» Work required
Please return the full listing below without altering anything.

(Records excerpted from a collection)
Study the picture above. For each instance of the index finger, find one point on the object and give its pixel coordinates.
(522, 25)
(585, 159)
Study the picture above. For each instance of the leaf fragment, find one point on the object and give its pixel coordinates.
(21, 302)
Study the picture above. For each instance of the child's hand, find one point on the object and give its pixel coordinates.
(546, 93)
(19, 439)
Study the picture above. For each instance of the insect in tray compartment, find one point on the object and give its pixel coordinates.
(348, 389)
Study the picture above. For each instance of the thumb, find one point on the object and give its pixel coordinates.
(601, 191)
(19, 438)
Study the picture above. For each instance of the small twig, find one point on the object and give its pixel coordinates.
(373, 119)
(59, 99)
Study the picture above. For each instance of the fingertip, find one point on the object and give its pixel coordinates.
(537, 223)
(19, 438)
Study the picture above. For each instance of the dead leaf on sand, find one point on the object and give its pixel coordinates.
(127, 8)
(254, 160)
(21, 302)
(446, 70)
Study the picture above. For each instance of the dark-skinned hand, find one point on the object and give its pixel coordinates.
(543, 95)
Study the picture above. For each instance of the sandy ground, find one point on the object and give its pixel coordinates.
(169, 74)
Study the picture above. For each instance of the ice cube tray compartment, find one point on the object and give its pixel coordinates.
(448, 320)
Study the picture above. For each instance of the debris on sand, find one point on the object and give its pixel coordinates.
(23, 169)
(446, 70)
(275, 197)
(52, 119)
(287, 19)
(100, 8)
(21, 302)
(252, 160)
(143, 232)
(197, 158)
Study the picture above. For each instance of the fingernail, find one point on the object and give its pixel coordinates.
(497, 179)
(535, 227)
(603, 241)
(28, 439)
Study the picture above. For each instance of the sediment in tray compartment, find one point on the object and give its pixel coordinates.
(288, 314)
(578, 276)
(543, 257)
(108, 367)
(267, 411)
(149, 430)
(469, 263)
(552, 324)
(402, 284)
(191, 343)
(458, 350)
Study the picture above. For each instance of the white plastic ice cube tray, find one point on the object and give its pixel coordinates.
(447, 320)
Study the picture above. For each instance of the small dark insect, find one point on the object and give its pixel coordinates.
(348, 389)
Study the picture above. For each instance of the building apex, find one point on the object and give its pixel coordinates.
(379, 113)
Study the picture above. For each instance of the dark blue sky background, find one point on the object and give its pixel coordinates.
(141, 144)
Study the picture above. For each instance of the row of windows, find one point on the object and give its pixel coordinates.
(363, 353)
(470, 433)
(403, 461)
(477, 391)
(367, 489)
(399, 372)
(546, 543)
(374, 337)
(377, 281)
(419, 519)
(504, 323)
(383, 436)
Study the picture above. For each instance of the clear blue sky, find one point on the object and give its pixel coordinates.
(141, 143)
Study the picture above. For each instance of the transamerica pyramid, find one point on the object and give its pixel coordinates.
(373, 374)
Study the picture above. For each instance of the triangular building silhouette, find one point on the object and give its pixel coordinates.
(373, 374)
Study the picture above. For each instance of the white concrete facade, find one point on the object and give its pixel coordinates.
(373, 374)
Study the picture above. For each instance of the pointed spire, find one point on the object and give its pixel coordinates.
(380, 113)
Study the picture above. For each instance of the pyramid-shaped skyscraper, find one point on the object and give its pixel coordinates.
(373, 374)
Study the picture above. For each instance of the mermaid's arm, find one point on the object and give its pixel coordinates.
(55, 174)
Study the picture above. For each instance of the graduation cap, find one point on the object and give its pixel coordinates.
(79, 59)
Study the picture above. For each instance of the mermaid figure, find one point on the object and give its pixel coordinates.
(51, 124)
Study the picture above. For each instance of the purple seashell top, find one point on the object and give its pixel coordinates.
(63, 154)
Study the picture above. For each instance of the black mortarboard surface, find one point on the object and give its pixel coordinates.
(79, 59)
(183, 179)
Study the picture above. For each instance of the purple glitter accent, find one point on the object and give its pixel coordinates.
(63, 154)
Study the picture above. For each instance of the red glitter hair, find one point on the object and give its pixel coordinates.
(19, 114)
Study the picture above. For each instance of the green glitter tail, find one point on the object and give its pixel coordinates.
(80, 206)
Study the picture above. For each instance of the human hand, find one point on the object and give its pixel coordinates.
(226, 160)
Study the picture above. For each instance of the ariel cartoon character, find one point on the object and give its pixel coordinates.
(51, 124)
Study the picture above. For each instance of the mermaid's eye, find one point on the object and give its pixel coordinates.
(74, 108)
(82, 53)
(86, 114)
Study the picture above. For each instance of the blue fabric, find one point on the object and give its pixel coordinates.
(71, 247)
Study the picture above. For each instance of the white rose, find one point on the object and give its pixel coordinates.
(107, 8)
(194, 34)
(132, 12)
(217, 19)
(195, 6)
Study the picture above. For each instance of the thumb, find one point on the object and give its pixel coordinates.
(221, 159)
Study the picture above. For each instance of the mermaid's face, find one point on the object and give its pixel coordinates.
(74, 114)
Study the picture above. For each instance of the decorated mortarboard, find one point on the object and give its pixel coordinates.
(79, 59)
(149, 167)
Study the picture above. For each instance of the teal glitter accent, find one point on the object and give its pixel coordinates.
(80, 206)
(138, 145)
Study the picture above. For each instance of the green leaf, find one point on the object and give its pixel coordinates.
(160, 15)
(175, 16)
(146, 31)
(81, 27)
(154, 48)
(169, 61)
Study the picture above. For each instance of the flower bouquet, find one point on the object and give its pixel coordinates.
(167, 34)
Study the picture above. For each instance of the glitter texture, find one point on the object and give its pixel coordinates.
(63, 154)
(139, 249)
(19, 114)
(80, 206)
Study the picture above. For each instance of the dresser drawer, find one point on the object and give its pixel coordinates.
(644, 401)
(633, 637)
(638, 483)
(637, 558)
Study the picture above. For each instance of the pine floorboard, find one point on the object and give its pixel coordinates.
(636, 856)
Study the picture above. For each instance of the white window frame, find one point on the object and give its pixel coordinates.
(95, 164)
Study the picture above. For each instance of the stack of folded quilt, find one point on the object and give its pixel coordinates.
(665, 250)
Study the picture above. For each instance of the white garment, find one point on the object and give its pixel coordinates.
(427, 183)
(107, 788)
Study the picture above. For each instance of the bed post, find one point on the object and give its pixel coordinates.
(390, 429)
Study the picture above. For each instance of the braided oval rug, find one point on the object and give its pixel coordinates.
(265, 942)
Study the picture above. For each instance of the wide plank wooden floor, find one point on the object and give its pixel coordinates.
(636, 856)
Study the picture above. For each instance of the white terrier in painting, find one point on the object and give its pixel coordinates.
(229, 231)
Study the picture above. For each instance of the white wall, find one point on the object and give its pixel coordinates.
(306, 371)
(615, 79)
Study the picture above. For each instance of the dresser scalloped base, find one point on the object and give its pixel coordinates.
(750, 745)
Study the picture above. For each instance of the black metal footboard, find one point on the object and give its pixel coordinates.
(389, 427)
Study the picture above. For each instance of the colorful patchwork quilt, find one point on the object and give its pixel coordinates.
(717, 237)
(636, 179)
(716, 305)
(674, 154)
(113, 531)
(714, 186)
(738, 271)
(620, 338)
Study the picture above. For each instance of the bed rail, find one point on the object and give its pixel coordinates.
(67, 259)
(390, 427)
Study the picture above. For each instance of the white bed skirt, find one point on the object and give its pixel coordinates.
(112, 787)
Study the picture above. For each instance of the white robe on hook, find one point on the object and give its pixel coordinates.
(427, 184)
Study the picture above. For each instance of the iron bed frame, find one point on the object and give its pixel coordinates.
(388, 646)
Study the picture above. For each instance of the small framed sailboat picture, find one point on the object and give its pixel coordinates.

» The answer
Study the picture above. For each instance of the index finger, find one point on the object and give its pixel coordinates.
(522, 25)
(585, 159)
Study the picture above. For each instance of the leaf fragment, find one point on the object and give its pixel coordinates.
(21, 302)
Study the picture above. For each instance of the child's hand, find one point on the object and give its pixel coordinates.
(546, 93)
(19, 439)
Study the picture above. For each instance of the insect in tray compartment, find one point on the object and give its pixel coordinates.
(348, 389)
Study the picture above. For each instance of the thumb, find one point on the object and give its pixel coordinates.
(601, 191)
(19, 438)
Study the picture above. For each instance of the small twig, find one point on the object and give its pixel coordinates.
(373, 119)
(59, 99)
Study the picture above. For each instance of the fingertip, find one point on the object and give its pixel coordinates.
(537, 223)
(19, 438)
Study the picture above. For each instance of the dead leaf on sand, find one point on the object and give its pixel coordinates.
(127, 8)
(254, 160)
(21, 302)
(446, 70)
Study the picture above. For each instance of the dark-skinned hand, find one point on the object and give its pixel coordinates.
(543, 95)
Study the picture above. For each instance of the sandy ground, find one point on the object and give its pixel coordinates.
(169, 74)
Study the picture above. For each instance of the ice cube tray compartment, find one point on the object and give its pixel coordinates.
(448, 320)
Study the picture above. For each instance of the debris on sand, find one point on the object and give its pixel coordinates.
(23, 169)
(446, 70)
(275, 197)
(52, 119)
(287, 19)
(100, 8)
(21, 302)
(252, 160)
(143, 232)
(197, 158)
Study the picture above. For each instance of the fingernail, find one point on the object and give its pixel coordinates.
(497, 179)
(535, 227)
(603, 241)
(28, 439)
Study the picture above. For each instance of the sediment in tray compartment, find one point on the object and give its pixel coordinates.
(288, 314)
(578, 276)
(543, 257)
(108, 367)
(267, 411)
(149, 430)
(469, 263)
(552, 324)
(402, 284)
(191, 343)
(458, 350)
Study the picture above. For each instance of the white plastic ice cube tray, find one point on the object and give its pixel coordinates.
(447, 320)
Study the picture above. For each instance of the small dark insect, find one point on the object and give its pixel coordinates.
(348, 389)
Study the picture above. For each instance of the building apex, find one point on the object and give its pixel coordinates.
(379, 113)
Study the picture above. For each instance of the dark blue sky background, find one point on the object and give its pixel coordinates.
(141, 144)
Study the picture above. For each instance of the row of windows, find one point on the object and give its pixel coordinates.
(363, 353)
(470, 433)
(403, 461)
(477, 391)
(367, 489)
(399, 372)
(546, 543)
(374, 337)
(377, 281)
(419, 519)
(504, 323)
(383, 436)
Study the picture above. For each instance of the clear blue sky, find one point on the object and give its pixel coordinates.
(141, 143)
Study the picture above. For each instance of the transamerica pyramid, find one point on the object and give its pixel coordinates.
(373, 374)
Study the picture above. For each instance of the triangular building silhouette, find one point on the object and give its pixel coordinates.
(373, 374)
Study the picture above. For each instance of the white concrete facade, find one point on the object and give its pixel coordinates.
(373, 374)
Study the picture above. For each instance of the pointed spire, find one point on the object and give its pixel coordinates.
(380, 113)
Study the picture above. For each instance of the pyramid-shaped skyscraper, find one point on the object and give its pixel coordinates.
(373, 374)
Study the picture above. For each instance of the mermaid's arm, find one point on the object and give its pixel coordinates.
(55, 174)
Study the picture above. For each instance of the graduation cap, find one point on the object and give its pixel coordinates.
(79, 59)
Study the picture above. For each instance of the mermaid figure, find one point on the object and give its pixel coordinates.
(51, 124)
Study the picture above. For each instance of the purple seashell top, find one point on the object and give its pixel coordinates.
(63, 154)
Study the picture above. For each instance of the black mortarboard surface, find one point on the object and give its pixel coordinates.
(79, 59)
(183, 179)
Study the picture above. For each instance of the purple glitter accent, find one point on the object and give its pixel coordinates.
(63, 154)
Study the picture above. For each instance of the red glitter hair, find one point on the object and give its pixel coordinates.
(19, 114)
Study the picture above. For each instance of the green glitter tail, find one point on the object and give its pixel coordinates.
(80, 206)
Study the picture above. For each instance of the human hand, find one point on the object and give its pixel coordinates.
(226, 160)
Study the picture above. For each instance of the ariel cartoon character, find one point on the object and give its pixel coordinates.
(51, 124)
Study the picture above. For each instance of the mermaid's eye, find one point on the object and give its pixel coordinates.
(74, 108)
(82, 53)
(86, 114)
Study the picture above. For each instance of the blue fabric, find one point on the object and give its pixel coordinates.
(71, 247)
Study the picture above. For each instance of the white rose, find one point on the object and give its pixel coordinates.
(107, 8)
(194, 34)
(132, 12)
(217, 19)
(195, 6)
Study the picture above. For each instance of the thumb, find one point on the object and give its pixel coordinates.
(221, 159)
Study the picture above. For each instance of the mermaid's face, find one point on the object and give its pixel coordinates.
(74, 114)
Study the picture above. For each instance of the decorated mortarboard, find one point on the object and give its pixel coordinates.
(79, 59)
(149, 167)
Study the picture above. For each instance of the teal glitter accent, find one point on the object and give its pixel coordinates.
(80, 206)
(138, 145)
Study the picture above. For each instance of the green leaf, find one point on the object and give its pixel coordinates.
(160, 15)
(175, 16)
(146, 31)
(81, 27)
(154, 48)
(169, 61)
Study the picture above. For each instance of the flower bouquet, find one point on the object and give its pixel coordinates.
(167, 34)
Study the picture above. For each instance of the glitter texture, find one point on the object and give its pixel coordinates.
(63, 154)
(139, 249)
(19, 114)
(80, 206)
Study the picture above. For each instance of the dresser drawer, find one point on the object and give its pixel coordinates.
(644, 401)
(633, 637)
(638, 483)
(637, 558)
Study the picture above. For each instance of the pine floorboard, find one point on the object and give its pixel coordinates.
(636, 856)
Study the picture above. For each instance of the white window frame, find one point on the object and give its pixel coordinates.
(95, 164)
Study the picture above. For each instance of the stack of folded quilt, find one point on the object and give its pixel coordinates.
(665, 250)
Study the picture above. For each instance of the white garment, find one point on the object and give its pixel coordinates.
(427, 183)
(107, 788)
Study the picture above. For each instance of the bed post, find one point on the object and give its pixel coordinates.
(390, 429)
Study the picture above. For each instance of the braided oval rug, find one point on the object and give its pixel coordinates.
(265, 942)
Study the picture above. For each instance of the wide plank wooden floor, find one point on the object and give its pixel coordinates.
(636, 856)
Study the picture above. For each instance of the white terrier in painting, find one point on the object and give its pixel coordinates.
(229, 231)
Study the picture above. For each instance of the white wall, find one point on the object and give its pixel coordinates.
(306, 371)
(615, 79)
Study the picture above. For each instance of the dresser scalloped base, find one point on the object and give its pixel coordinates.
(750, 745)
Study the picture above. For each instance of the black metal footboard, find one point on the object and give its pixel coordinates.
(389, 427)
Study the picture above. For each instance of the colorful patchwork quilt, find one point on the object and give its pixel coordinates.
(717, 237)
(636, 179)
(716, 305)
(674, 154)
(113, 531)
(714, 186)
(738, 271)
(620, 338)
Study the picture above. For each instance of the bed rail, find one point on the object and give its pixel coordinates.
(67, 259)
(390, 427)
Study the picture above. For each instance of the white bed skirt, find one point on the object and give its pixel coordinates.
(112, 787)
Study the picture above. For each instance of the white robe on hook, find one point on the object and give its pixel coordinates.
(427, 184)
Study the picture above. For each instance of the iron bed frame, find one point on the object and give its pixel coordinates.
(388, 646)
Study the picture above. For each instance of the small framed sailboat picture, find one point on the object and give its pixel coordinates.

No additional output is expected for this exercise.